To do:
This task calls for every entry below to be repeated exactly.

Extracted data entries
============================================================
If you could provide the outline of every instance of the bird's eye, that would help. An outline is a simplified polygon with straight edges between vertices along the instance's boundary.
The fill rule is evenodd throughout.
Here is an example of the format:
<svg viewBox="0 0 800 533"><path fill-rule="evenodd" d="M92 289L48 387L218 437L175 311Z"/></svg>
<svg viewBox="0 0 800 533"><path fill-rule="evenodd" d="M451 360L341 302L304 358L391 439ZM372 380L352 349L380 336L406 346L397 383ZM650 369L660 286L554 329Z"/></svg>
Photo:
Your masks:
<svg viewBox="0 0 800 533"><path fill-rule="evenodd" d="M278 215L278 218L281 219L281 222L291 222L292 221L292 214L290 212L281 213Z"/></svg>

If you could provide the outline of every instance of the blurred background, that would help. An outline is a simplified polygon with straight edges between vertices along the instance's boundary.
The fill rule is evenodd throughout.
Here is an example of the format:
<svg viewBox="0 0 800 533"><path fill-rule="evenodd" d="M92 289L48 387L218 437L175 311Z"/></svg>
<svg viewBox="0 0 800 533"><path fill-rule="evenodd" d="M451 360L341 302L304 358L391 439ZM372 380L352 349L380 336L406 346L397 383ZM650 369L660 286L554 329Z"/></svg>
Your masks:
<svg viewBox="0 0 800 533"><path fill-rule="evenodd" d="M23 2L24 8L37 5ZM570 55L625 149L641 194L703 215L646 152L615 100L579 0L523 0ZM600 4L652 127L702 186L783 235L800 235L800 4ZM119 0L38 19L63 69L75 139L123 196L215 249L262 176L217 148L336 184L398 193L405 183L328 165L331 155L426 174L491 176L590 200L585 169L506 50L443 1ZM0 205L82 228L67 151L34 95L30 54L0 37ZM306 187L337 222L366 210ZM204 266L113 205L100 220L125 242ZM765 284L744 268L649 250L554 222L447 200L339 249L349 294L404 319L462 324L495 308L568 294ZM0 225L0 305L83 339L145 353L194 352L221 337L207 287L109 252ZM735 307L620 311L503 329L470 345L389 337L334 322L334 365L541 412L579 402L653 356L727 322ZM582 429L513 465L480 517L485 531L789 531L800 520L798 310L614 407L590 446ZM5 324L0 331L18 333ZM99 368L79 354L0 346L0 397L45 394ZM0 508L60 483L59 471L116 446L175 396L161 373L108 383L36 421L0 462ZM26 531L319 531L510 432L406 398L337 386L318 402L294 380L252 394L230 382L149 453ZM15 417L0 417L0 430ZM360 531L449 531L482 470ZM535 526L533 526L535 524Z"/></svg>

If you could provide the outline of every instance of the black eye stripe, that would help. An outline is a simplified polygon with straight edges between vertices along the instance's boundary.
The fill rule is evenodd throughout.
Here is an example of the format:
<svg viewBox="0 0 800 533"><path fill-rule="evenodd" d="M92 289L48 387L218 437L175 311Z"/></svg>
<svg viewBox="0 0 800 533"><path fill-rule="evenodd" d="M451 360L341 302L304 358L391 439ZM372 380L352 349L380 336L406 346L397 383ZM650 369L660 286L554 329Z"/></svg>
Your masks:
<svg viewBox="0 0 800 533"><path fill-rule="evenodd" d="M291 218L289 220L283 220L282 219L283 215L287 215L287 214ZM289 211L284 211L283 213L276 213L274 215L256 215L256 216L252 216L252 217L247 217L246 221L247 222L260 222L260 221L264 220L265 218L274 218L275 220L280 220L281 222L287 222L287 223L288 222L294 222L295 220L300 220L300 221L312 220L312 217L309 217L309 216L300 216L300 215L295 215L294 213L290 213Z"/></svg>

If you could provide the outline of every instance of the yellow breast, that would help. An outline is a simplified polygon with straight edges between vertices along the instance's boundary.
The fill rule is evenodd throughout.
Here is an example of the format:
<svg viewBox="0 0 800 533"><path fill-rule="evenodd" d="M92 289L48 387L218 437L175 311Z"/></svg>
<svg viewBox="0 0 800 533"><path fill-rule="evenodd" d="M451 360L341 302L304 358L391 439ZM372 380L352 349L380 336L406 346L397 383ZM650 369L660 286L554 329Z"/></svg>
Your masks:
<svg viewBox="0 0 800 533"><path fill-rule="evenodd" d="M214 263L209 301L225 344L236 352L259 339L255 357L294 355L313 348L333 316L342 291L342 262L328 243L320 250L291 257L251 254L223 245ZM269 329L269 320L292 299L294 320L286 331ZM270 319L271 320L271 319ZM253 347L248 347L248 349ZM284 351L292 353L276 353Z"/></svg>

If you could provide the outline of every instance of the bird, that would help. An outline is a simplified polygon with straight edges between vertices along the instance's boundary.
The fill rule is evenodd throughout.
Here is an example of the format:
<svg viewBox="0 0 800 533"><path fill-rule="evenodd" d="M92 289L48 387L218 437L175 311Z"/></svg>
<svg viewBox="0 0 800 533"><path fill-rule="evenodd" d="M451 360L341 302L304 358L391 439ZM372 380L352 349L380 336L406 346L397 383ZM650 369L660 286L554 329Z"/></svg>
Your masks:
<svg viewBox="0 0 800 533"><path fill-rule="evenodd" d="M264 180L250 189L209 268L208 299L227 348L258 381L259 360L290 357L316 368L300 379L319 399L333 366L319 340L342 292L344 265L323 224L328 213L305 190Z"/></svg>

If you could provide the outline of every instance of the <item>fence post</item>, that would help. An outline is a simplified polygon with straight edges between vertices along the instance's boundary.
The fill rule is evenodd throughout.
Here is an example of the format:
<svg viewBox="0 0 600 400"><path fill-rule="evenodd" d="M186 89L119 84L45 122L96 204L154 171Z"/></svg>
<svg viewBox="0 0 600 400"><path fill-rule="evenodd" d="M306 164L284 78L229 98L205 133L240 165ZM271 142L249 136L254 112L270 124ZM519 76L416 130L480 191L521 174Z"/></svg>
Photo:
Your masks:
============================================================
Result of the exercise:
If you could provide the outline of every instance of the bird's eye, that would help. An outline is a simplified polygon with straight edges between vertices along the instance's boundary.
The fill rule is evenodd throughout.
Here is an example of the format:
<svg viewBox="0 0 800 533"><path fill-rule="evenodd" d="M92 289L48 387L218 437L175 311Z"/></svg>
<svg viewBox="0 0 800 533"><path fill-rule="evenodd" d="M451 360L341 302L304 358L391 439ZM372 380L352 349L380 336L406 346L397 383ZM650 369L660 286L554 329Z"/></svg>
Photo:
Your masks:
<svg viewBox="0 0 800 533"><path fill-rule="evenodd" d="M278 215L278 218L281 219L281 222L291 222L292 221L292 214L290 212L281 213Z"/></svg>

If you could provide the outline of every instance of the blurred background, that would help. An outline is a simplified polygon with straight edges between vertices along the instance's boundary.
The fill rule is evenodd throughout.
Here is an example of the format:
<svg viewBox="0 0 800 533"><path fill-rule="evenodd" d="M92 289L48 387L218 437L175 311Z"/></svg>
<svg viewBox="0 0 800 533"><path fill-rule="evenodd" d="M451 360L341 302L304 358L391 439ZM372 380L352 349L380 336L406 346L397 383ZM650 369L660 286L554 329Z"/></svg>
Your masks:
<svg viewBox="0 0 800 533"><path fill-rule="evenodd" d="M23 2L24 8L37 5ZM570 55L625 149L641 194L703 215L646 152L615 100L579 0L523 0ZM600 4L652 127L702 186L783 235L800 235L800 4ZM119 0L38 19L63 69L75 139L123 196L215 249L262 176L217 148L336 184L398 193L405 183L328 165L331 155L426 174L491 176L590 200L585 169L506 50L443 1ZM0 205L82 228L67 151L34 95L30 54L0 37ZM306 187L337 222L366 210ZM204 266L113 205L100 220L125 242ZM765 284L744 268L649 250L554 222L447 200L339 249L349 294L404 319L462 324L495 308L568 294ZM0 225L0 305L83 339L145 353L194 352L221 337L207 287L109 252ZM735 307L620 311L503 329L470 345L389 337L334 322L334 365L541 412L579 402L653 356L727 322ZM582 429L513 465L480 517L485 531L789 531L800 520L798 310L614 407L590 446ZM5 324L0 331L18 333ZM99 368L79 354L0 346L0 397L45 394ZM0 508L60 483L59 471L116 446L175 396L161 373L108 383L36 421L0 462ZM26 531L319 531L510 432L406 398L337 386L318 402L294 380L252 394L230 382L149 453ZM15 417L0 417L0 430ZM360 531L449 531L482 470ZM535 526L533 526L535 524Z"/></svg>

If you could provide the outline of every instance of the black eye stripe, that would help. An outline is a simplified polygon with straight edges between vertices along the instance's boundary.
The fill rule is evenodd throughout.
Here is an example of the format:
<svg viewBox="0 0 800 533"><path fill-rule="evenodd" d="M92 289L48 387L218 437L175 311Z"/></svg>
<svg viewBox="0 0 800 533"><path fill-rule="evenodd" d="M451 360L341 302L304 358L391 439ZM372 380L352 349L380 336L406 346L397 383ZM650 369L660 286L554 329Z"/></svg>
Your masks:
<svg viewBox="0 0 800 533"><path fill-rule="evenodd" d="M291 218L289 220L283 220L282 219L283 215L287 215L287 214ZM289 211L284 211L283 213L276 213L274 215L256 215L256 216L252 216L252 217L247 217L246 221L247 222L260 222L260 221L264 220L265 218L274 218L275 220L280 220L281 222L287 222L287 223L288 222L294 222L295 220L300 220L300 221L312 220L312 217L309 217L309 216L300 216L300 215L295 215L294 213L290 213Z"/></svg>

If you could provide the outline of every instance of the yellow breast, that would help. An outline is a simplified polygon with straight edges between vertices along the instance's boundary.
The fill rule is evenodd throughout.
Here is an example of the format:
<svg viewBox="0 0 800 533"><path fill-rule="evenodd" d="M92 289L48 387L218 437L175 311Z"/></svg>
<svg viewBox="0 0 800 533"><path fill-rule="evenodd" d="M451 360L341 302L304 358L391 439ZM372 380L352 349L380 336L406 346L397 383ZM650 369L660 286L554 329Z"/></svg>
Your masks:
<svg viewBox="0 0 800 533"><path fill-rule="evenodd" d="M214 263L209 301L225 344L236 352L259 339L255 357L294 355L313 348L333 316L342 291L342 262L328 243L320 250L291 257L251 254L223 245ZM269 329L269 320L292 299L294 320L286 331ZM270 319L271 320L271 319ZM253 347L248 347L248 349ZM284 351L292 353L276 353Z"/></svg>

If you could provide the outline of every instance of the bird, that would help. An outline is a simplified polygon with straight edges between vertices along the instance's boundary.
The fill rule is evenodd throughout.
Here is an example of the format:
<svg viewBox="0 0 800 533"><path fill-rule="evenodd" d="M92 289L48 387L218 437L175 311Z"/></svg>
<svg viewBox="0 0 800 533"><path fill-rule="evenodd" d="M451 360L341 302L304 358L391 439ZM372 380L352 349L380 336L406 346L397 383ZM650 369L660 286L554 329Z"/></svg>
Your masks:
<svg viewBox="0 0 800 533"><path fill-rule="evenodd" d="M264 180L250 189L209 268L208 299L227 348L258 381L259 360L290 357L316 368L300 379L319 399L333 366L319 340L342 292L344 265L323 224L328 213L305 190Z"/></svg>

If you could provide the outline of every instance of the <item>fence post</item>, that would help. An outline is a simplified polygon with straight edges between vertices along the instance's boundary.
The fill rule is evenodd throughout.
Here is an example of the format:
<svg viewBox="0 0 600 400"><path fill-rule="evenodd" d="M186 89L119 84L45 122L96 204L154 171Z"/></svg>
<svg viewBox="0 0 600 400"><path fill-rule="evenodd" d="M306 164L284 78L229 98L205 133L240 165ZM271 142L249 136L254 112L270 124ZM519 76L416 130L480 191L521 174Z"/></svg>
Photo:
Your masks:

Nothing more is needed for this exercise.